* [The task] Arrange the entries below as a numbered list, leaving out any blank lines.

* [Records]

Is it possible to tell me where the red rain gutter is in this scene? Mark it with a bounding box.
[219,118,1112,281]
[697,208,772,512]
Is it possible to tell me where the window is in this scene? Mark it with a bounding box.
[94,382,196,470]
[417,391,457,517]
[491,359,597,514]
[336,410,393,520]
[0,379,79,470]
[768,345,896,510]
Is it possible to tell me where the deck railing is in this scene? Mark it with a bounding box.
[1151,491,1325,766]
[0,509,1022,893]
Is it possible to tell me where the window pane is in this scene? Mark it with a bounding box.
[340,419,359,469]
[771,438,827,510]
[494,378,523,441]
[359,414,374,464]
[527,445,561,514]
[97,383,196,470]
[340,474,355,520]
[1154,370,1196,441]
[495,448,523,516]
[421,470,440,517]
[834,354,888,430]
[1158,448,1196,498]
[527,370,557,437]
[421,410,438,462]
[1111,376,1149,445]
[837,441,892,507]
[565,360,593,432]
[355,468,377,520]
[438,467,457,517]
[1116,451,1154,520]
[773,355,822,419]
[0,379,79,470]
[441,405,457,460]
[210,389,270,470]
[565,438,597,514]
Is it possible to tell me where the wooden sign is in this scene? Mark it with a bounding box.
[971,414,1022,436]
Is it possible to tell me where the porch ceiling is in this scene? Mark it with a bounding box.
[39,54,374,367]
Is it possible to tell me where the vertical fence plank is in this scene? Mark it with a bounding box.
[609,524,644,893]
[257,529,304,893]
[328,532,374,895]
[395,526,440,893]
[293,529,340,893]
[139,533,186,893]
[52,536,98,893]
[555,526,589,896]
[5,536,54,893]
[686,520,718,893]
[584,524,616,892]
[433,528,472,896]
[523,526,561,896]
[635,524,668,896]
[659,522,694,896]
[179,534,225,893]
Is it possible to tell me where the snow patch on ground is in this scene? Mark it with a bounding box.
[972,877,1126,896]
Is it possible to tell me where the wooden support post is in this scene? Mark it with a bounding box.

* [Result of the exercise]
1. Is it possible to tell me where the red rain gutter is in this scene? Mark it with a bounding box.
2. [219,118,1112,281]
3. [697,208,772,512]
4. Is it possible to tell me where the window is in this scene? Mark it with a bounding box.
5. [94,382,196,470]
6. [417,391,457,517]
7. [491,359,597,514]
8. [336,410,393,520]
9. [0,379,79,470]
10. [768,345,896,510]
11. Is it possible to tell me where the deck railing is in this scene? Mark it with a bounding box.
12. [1151,491,1325,766]
13. [0,509,1022,893]
14. Is it possible to tell me where the window pane is in this scene? Mark it with a bounding box.
15. [340,419,359,469]
16. [771,438,827,510]
17. [494,378,523,441]
18. [359,414,374,464]
19. [527,445,561,514]
20. [97,383,196,470]
21. [340,474,355,520]
22. [1154,370,1196,441]
23. [495,448,523,516]
24. [421,470,440,517]
25. [834,354,888,430]
26. [1158,448,1196,498]
27. [527,370,557,437]
28. [421,410,438,462]
29. [1111,376,1149,445]
30. [837,441,892,507]
31. [565,360,593,432]
32. [355,468,377,520]
33. [438,467,457,517]
34. [1116,451,1154,520]
35. [773,355,822,419]
36. [0,379,79,470]
37. [441,405,457,460]
38. [210,389,270,470]
39. [565,438,597,514]
40. Is it possible to tell me where the wooden sign is in this scene? Mark it with a bounding box.
41. [971,414,1022,436]
42. Is it possible to tell me where the porch ceiling is in this scene? Mark it with a bounding box.
43. [39,54,374,367]
44. Is it possible to tell me where the vertical fence plank is in this scene? Mark it with a bounding box.
45. [609,524,644,893]
46. [257,529,304,893]
47. [328,532,374,895]
48. [395,526,440,893]
49. [293,529,340,893]
50. [139,533,186,893]
51. [52,536,98,893]
52. [555,526,589,896]
53. [5,536,54,893]
54. [686,520,718,893]
55. [584,524,616,892]
56. [433,528,472,896]
57. [523,526,561,896]
58. [635,524,668,896]
59. [659,522,694,896]
60. [179,534,225,893]
61. Is it possible to tell me where the snow patch on ground is in this scene? Mark it with a bounding box.
62. [972,877,1126,896]
63. Is it possible to tell me where the wooden support post is in this scene? Mark it with a bounding box.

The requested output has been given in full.